Requirements: Can you reproduce the rows word for word, starting at the line containing "One point marks each instance of the man's right" and continuing through the last line of the rows, with both included?

Material supplied:
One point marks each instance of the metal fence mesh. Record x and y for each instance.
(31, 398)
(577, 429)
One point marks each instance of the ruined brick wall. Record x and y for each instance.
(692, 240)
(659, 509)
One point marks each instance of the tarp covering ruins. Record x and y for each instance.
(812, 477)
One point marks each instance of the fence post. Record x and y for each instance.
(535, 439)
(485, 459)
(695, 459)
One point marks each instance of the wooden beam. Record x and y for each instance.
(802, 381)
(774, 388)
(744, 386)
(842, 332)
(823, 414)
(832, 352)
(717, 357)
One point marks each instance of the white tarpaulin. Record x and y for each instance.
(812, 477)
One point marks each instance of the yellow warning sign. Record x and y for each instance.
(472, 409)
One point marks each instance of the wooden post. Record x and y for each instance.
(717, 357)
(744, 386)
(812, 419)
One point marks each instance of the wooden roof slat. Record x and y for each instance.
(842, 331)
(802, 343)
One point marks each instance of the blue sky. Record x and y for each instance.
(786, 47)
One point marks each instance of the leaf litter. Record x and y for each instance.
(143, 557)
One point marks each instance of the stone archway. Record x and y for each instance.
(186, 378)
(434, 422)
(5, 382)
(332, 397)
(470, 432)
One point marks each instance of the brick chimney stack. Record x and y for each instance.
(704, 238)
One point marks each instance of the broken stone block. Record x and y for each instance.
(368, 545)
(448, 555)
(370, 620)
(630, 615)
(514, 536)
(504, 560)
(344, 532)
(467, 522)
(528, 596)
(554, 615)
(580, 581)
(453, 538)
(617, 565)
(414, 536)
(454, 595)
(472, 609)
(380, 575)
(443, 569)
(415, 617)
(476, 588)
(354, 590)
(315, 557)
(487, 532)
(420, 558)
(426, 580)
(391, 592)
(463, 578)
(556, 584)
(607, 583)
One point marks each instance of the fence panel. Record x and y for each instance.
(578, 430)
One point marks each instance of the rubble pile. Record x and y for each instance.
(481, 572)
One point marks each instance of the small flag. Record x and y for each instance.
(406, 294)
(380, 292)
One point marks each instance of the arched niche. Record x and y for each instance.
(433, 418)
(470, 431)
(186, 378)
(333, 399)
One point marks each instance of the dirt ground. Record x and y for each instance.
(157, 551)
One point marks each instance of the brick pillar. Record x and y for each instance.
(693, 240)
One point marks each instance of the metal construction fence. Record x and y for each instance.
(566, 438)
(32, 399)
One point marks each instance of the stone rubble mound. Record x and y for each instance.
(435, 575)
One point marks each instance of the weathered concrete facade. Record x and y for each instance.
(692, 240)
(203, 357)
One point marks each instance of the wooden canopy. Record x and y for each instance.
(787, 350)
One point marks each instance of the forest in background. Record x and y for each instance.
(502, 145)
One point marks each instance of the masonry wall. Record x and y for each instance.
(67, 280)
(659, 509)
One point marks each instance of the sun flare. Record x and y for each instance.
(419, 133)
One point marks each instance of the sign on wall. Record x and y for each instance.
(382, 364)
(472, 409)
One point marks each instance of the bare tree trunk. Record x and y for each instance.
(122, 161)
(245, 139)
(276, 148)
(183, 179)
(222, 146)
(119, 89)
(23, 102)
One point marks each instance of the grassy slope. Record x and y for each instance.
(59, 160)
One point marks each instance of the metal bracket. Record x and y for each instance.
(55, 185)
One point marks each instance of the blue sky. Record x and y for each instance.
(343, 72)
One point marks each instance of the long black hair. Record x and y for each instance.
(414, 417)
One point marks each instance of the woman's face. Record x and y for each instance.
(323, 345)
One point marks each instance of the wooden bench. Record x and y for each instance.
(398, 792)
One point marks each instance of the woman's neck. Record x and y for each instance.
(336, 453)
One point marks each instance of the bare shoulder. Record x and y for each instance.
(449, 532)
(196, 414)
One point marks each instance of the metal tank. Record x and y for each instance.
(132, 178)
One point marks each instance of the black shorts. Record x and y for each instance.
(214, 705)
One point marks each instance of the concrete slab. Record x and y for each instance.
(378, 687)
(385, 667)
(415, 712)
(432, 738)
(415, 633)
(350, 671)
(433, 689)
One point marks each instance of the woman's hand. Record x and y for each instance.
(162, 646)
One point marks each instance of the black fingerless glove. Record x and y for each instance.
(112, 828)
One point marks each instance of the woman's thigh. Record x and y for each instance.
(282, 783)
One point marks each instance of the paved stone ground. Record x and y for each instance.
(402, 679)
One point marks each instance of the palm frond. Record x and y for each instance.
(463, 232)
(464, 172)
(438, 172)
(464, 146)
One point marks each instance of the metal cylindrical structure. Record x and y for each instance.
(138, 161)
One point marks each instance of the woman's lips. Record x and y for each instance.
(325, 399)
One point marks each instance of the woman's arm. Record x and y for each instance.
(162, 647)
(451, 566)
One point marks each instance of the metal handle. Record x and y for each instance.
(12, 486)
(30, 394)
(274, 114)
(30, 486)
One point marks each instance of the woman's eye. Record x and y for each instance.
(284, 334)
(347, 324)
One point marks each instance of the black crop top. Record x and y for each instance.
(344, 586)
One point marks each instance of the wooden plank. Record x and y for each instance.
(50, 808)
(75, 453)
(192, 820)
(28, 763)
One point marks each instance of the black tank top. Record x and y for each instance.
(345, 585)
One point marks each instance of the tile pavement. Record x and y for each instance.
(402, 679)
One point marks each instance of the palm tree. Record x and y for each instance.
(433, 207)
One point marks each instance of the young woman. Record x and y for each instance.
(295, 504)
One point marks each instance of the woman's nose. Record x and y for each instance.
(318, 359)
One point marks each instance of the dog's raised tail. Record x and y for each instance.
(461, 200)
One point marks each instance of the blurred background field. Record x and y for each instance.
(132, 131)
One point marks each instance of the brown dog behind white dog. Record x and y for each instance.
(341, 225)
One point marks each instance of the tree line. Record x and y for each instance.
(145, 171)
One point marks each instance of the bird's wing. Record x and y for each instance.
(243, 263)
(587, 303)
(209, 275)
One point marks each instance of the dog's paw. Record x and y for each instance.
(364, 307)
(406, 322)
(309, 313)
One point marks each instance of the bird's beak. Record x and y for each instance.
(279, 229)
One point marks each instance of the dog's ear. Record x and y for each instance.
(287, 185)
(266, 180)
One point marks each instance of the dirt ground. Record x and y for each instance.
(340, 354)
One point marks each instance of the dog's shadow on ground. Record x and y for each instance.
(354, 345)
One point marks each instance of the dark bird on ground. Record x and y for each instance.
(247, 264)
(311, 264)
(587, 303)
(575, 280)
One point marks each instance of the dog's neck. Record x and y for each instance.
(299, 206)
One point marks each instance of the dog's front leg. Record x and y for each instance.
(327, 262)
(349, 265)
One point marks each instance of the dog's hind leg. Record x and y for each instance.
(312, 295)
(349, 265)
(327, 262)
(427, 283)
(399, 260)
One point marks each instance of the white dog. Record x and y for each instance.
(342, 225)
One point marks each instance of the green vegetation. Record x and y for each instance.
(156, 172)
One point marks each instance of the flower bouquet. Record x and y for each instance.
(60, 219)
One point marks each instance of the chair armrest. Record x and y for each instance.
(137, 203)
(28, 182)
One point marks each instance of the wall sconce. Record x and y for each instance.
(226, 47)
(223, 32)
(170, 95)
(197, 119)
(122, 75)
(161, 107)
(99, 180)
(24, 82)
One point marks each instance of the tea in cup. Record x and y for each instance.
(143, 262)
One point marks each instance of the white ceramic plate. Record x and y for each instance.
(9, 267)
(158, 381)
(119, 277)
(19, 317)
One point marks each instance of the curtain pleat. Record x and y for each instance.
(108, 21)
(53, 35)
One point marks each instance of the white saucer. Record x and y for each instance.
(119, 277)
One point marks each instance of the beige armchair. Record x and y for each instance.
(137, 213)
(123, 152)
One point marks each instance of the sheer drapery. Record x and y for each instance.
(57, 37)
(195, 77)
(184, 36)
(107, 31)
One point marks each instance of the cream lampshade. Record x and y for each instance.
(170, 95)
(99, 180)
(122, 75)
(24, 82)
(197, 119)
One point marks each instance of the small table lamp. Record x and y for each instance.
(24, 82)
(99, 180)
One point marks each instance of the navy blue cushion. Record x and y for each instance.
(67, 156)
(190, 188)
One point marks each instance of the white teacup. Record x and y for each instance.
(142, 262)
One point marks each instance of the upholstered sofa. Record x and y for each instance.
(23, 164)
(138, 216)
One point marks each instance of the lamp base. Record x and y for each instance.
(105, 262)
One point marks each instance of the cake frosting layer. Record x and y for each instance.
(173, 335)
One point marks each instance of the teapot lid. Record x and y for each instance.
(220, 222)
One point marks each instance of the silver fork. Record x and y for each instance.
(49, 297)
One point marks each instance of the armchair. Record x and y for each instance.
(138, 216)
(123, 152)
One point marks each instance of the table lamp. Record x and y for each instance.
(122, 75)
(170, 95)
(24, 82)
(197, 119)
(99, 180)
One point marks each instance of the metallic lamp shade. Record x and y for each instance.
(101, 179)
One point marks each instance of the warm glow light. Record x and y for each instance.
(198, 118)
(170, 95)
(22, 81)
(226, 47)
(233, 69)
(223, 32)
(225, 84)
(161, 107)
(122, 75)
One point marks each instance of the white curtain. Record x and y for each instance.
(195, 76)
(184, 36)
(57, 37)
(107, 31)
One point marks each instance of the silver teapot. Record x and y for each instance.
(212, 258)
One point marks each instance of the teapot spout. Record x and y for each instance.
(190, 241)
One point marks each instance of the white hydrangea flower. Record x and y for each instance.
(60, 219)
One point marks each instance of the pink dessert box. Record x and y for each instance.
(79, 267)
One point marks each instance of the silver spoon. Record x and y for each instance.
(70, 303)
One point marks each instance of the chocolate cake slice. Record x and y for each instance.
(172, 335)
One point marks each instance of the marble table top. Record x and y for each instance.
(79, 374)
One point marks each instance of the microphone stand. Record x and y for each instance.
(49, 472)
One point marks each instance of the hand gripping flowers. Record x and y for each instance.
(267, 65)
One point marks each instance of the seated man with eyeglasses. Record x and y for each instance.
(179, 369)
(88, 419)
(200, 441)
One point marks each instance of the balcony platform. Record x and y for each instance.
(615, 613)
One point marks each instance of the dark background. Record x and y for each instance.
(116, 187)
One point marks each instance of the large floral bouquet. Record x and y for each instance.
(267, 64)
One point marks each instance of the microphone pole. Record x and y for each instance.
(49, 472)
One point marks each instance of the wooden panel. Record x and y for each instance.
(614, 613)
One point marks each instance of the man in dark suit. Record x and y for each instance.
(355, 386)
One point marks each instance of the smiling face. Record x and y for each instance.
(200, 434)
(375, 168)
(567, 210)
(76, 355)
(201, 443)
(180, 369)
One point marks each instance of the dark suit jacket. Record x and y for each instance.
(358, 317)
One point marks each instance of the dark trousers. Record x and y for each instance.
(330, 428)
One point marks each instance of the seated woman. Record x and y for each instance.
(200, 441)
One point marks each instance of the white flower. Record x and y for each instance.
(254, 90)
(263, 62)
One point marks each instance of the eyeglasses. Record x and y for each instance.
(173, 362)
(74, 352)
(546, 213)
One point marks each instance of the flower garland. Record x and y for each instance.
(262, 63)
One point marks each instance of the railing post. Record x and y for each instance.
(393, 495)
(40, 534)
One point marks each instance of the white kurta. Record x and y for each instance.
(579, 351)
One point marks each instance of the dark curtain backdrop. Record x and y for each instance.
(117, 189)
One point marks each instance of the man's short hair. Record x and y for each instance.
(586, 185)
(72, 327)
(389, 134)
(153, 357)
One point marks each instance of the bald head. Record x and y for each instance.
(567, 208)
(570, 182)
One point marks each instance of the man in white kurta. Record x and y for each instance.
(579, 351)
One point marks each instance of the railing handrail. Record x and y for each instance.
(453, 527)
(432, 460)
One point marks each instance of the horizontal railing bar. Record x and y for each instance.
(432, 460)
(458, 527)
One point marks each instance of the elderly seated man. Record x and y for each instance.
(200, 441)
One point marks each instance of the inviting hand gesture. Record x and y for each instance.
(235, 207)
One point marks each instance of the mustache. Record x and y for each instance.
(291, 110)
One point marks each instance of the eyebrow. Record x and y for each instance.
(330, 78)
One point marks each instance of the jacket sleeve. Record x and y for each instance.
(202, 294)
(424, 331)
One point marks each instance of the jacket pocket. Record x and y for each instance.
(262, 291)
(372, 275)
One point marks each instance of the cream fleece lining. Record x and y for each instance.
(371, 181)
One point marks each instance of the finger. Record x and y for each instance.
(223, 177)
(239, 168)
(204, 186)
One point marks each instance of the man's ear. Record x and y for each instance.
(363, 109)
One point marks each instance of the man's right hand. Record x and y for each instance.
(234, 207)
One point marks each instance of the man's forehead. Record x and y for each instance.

Result of the exercise:
One point marks each instance of the man's right hand. Record x and y for each instance.
(234, 207)
One point marks each instance of the man's forehead. Record x and y for each instance.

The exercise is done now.